== Segment start ==

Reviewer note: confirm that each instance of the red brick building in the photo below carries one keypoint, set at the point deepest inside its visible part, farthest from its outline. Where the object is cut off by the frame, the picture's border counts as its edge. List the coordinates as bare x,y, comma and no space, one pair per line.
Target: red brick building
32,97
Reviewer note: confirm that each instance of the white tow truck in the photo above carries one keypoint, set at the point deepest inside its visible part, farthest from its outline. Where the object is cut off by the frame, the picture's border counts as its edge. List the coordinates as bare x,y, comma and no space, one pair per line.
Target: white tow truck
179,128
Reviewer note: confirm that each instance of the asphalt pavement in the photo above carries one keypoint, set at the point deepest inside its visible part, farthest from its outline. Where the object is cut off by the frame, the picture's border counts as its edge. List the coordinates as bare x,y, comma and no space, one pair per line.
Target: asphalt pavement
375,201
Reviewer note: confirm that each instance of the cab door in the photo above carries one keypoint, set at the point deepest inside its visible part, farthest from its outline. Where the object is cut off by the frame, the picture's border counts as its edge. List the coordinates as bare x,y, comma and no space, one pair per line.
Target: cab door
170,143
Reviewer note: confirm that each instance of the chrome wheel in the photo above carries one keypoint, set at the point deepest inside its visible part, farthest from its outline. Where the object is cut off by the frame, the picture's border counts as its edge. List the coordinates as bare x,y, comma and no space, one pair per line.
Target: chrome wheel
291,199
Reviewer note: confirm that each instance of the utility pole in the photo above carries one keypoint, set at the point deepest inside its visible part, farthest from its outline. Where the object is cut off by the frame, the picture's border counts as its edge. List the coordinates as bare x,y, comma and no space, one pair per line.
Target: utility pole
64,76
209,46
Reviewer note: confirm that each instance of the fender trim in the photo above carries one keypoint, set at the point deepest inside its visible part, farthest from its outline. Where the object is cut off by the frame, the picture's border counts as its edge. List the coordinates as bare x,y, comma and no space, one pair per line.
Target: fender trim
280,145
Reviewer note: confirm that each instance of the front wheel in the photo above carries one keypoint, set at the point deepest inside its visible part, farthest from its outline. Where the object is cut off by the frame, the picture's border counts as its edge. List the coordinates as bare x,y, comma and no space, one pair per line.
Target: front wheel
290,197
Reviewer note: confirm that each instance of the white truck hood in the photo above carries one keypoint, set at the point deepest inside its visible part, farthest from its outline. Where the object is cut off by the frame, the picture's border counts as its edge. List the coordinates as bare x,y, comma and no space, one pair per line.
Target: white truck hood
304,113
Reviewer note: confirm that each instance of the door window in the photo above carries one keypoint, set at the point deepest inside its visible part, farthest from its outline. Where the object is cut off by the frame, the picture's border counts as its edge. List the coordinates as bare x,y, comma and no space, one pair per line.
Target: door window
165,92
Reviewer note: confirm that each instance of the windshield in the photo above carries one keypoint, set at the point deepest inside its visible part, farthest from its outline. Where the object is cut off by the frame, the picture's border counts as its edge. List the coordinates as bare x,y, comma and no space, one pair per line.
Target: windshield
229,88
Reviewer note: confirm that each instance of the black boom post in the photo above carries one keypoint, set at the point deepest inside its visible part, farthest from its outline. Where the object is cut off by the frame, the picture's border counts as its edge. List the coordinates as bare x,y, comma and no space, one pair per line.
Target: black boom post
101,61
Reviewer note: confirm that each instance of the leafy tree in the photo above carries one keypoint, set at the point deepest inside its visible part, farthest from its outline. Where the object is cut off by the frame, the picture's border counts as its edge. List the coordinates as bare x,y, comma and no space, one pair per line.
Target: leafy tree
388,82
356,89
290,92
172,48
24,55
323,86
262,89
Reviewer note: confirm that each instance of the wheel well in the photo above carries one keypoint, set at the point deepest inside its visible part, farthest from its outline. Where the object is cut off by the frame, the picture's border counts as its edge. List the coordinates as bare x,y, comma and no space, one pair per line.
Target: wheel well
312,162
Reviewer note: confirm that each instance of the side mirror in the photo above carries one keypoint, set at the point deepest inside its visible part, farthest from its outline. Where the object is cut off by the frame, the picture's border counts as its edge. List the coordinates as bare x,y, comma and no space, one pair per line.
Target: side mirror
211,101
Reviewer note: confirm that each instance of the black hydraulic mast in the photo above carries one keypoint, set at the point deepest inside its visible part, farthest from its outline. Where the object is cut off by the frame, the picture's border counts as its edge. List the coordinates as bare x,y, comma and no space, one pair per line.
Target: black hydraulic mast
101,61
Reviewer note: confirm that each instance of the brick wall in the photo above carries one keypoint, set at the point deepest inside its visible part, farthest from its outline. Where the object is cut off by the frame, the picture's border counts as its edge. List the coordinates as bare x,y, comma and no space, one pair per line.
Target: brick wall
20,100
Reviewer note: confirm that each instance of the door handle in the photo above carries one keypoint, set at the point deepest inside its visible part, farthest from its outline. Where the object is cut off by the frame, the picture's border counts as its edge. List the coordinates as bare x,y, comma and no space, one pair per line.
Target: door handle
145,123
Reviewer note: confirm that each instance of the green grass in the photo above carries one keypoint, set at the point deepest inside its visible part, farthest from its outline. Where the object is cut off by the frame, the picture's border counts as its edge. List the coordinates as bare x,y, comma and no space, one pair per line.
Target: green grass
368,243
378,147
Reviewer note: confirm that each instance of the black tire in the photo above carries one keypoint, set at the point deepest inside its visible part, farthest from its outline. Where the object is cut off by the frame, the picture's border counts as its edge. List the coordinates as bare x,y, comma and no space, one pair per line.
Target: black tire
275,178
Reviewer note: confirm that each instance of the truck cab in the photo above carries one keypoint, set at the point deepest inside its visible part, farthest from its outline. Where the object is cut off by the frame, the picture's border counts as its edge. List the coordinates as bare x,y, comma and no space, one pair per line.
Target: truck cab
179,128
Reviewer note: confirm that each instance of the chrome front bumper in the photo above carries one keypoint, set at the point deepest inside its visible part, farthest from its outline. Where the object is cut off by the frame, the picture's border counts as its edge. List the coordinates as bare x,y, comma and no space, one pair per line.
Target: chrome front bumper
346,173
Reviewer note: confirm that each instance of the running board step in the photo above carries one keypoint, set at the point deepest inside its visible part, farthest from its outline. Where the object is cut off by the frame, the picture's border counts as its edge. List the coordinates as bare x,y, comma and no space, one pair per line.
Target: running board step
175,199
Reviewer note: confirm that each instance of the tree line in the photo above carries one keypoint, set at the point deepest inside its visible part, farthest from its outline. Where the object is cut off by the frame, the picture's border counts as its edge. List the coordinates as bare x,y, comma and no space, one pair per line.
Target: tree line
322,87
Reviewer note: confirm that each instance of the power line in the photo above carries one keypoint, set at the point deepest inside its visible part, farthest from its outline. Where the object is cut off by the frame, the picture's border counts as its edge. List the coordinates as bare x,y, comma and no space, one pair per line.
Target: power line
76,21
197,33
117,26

== Segment end ==

> _TASK STATEMENT_
What this task asks for is an exact copy of the material above.

> _EXERCISE RESPONSE_
Reviewer note: confirm that each instance of the red brick building in the photo below carries one keypoint, set at the point deepest inside its visible part, farthest from its outline. Where the object is cut off by the frame, the picture's border counts as its edge. List the coordinates as bare x,y, comma and no space, one pair per line.
Target: red brick building
32,97
Reviewer note: confirm that each instance of the white tow truck in the photo above carries one keypoint, set at the point deepest inside its visible part, farthest from its outline. Where the object is cut off by the frame, the picture's border counts as its edge. List the coordinates as bare x,y, comma and no space, one pair per line.
Target: white tow truck
179,128
Reviewer note: confirm that each instance of the asphalt pavement in the photo above carries one keypoint, set at the point deepest inside its visible part, farthest from its outline. Where the object is cut off by the frame, the picture's border counts as its edge. List the coordinates as bare x,y, comma and no space, one pair per line.
Target: asphalt pavement
375,201
Reviewer note: confirm that each instance of the cab door in the photo above carries one keypoint, set at the point deepest inside its visible part, farthest from its outline. Where the object is cut off by the frame, the picture's border counts as its edge. List the coordinates as bare x,y, comma and no space, one pair per line.
Target: cab door
170,143
Reviewer note: confirm that each instance of the chrome wheel in the photo above carries one keypoint, set at the point deepest inside its visible part, farthest from its outline. Where the object is cut off by the frame, the picture's border counts as its edge. List the coordinates as bare x,y, comma and no space, one pair per line.
Target: chrome wheel
291,199
Reviewer note: confirm that each instance of the utility pole in the photo above carries one keypoint, set at the point deepest inside its visible part, farthest from its outline. Where the object is cut off by the frame, the picture's border counts as its edge. List the coordinates as bare x,y, comma and no space, one pair per line.
Target: utility pole
64,76
209,46
Reviewer note: confirm that each instance of the fender trim in the photo above carries one keypoint, set at the point deepest inside its visible part, farthest from its outline. Where the object is cut off by the frame, the picture's border counts as its edge. List the coordinates as bare x,y, comma and no space, one pair per line.
Target: fender trim
280,145
Reviewer note: confirm that each instance of the front wheel in the photo above carries one keypoint, set at the point deepest inside its visible part, farthest from its outline. Where the object is cut off by the frame, the picture's border counts as its edge. List the coordinates as bare x,y, comma and no space, one pair per line.
Target: front wheel
290,197
Reviewer note: confirm that each instance of the white truck hood in the photo above carries one keypoint, set at the point deepest inside its visible part, farthest from its outline. Where the object is cut off by the frame, the picture's border counts as its edge. List the coordinates as bare x,y, comma and no space, one pair per line.
Target: white truck hood
304,113
Reviewer note: confirm that each instance of the door window in the photo above carries one keypoint, set at the point deepest inside its visible part, farthest from its outline. Where the object is cut off by the frame, the picture's border counts as its edge. List the coordinates as bare x,y, comma and no space, one pair per line.
Target: door window
165,92
Reviewer note: confirm that each instance of the windshield in the photo above carries one keypoint, set at the point deepest inside its visible part, farthest from its outline. Where the object is cut off by the frame, the picture's border counts as its edge. List the coordinates as bare x,y, comma and no space, one pair per line.
Target: windshield
229,88
Reviewer note: confirm that each instance of the black boom post in the photo above carries one keypoint, set at the point deepest inside its visible part, farthest from its outline. Where the object is cut off by the frame, the picture's border counts as its edge. List the coordinates as bare x,y, comma and no space, one pair per line.
Target: black boom post
101,61
Reviewer note: confirm that each instance of the leafy tree in the photo above carries one keypoint, set at the point deepest inside its visible part, farthest from its outline. Where the object is cut off by the frame, the picture's border counts as its edge. List the coordinates as bare x,y, comma and no space, one pair per line.
Target: leafy tree
388,82
356,89
290,92
172,48
24,55
323,86
262,89
Reviewer note: confirm that each instance of the wheel well in the photo above carries one keypoint, set at the point deepest inside its visible part, farthest from its outline. Where the object is cut off by the frame, the picture's border counts as its edge. List the coordinates as bare x,y, comma and no space, one pair per line.
Target: wheel well
312,162
Reviewer note: confirm that each instance of the side mirror in the photo above carries one keypoint, set at the point deepest inside its visible part, farthest from its outline. Where the object is cut off by the frame, the picture's border counts as its edge. List the coordinates as bare x,y, comma and no space, one pair per line.
Target: side mirror
211,101
Reviewer note: confirm that each instance of the black hydraulic mast in the photo above carries one keypoint, set at the point deepest inside its visible part, farthest from its outline. Where the object is cut off by the frame, the picture's border counts as its edge. List the coordinates as bare x,y, comma and no space, one pair per line.
Target: black hydraulic mast
101,61
Reviewer note: confirm that each instance of the brick wall in the photo above carries one keypoint, set at the point deepest inside its visible part, farthest from its outline. Where the object is cut off by the frame, the picture's border counts as its edge. List the coordinates as bare x,y, comma and no space, one pair per line.
Target: brick wall
20,100
Reviewer note: confirm that each instance of the door handle in the photo above carries one keypoint, set at the point deepest inside its visible part, farthest from its outline. Where the object is cut off by the frame, the picture's border counts as its edge. List the coordinates as bare x,y, comma and no space, one pair per line.
Target: door handle
145,123
Reviewer note: confirm that each instance of the green grass in the photo above carries one keypoint, set at the point deepest inside its visible part, farthest from its outline. Where the object is cut off by the frame, the picture's border counts as its edge. List the coordinates as bare x,y, comma and no space, one pair per line.
Target: green grass
368,243
378,147
Reviewer note: confirm that each instance of the black tire in the photo above carries one keypoint, set at the point deepest inside its visible part, farthest from its outline. Where the object is cut off by the frame, the picture's border counts as its edge. List the coordinates as bare x,y, comma and no space, one pair per line.
Target: black tire
275,178
Reviewer note: confirm that each instance of the truck cab in the photo above carries one keypoint, set at the point deepest inside its visible part, farthest from its outline. Where the object is cut off by the frame, the picture's border counts as its edge. List the coordinates as bare x,y, comma and no space, one pair per line.
Target: truck cab
179,128
Reviewer note: confirm that each instance of the chrome front bumper in the photo above carries one keypoint, set at the point deepest inside its visible part, farthest from its outline. Where the object is cut off by the frame, the picture's border counts as its edge. List the coordinates as bare x,y, comma and no space, one pair per line.
Target: chrome front bumper
346,173
Reviewer note: confirm that each instance of the running board step in the photo above carries one keypoint, set at the point deepest inside its visible part, farthest from its outline. Where the object is cut off by the frame, the picture's border counts as its edge. List the coordinates as bare x,y, comma and no space, one pair per line.
Target: running board step
175,199
Reviewer note: confirm that each instance of the tree line in the photo above carries one keypoint, set at the point deepest inside its visible part, farthest from its outline. Where the object is cut off by the frame, the picture's border counts as its edge. List the coordinates as bare x,y, comma and no space, one pair per line.
Target: tree line
322,87
Reviewer note: confirm that each instance of the power line in the photo above carries one keypoint, set at the point deepest inside its visible part, farthest from its outline. Where the object is cut off by the frame, the picture's border counts as its edge. List the coordinates as bare x,y, comma and no space, one pair per line.
Target: power line
76,21
197,33
117,26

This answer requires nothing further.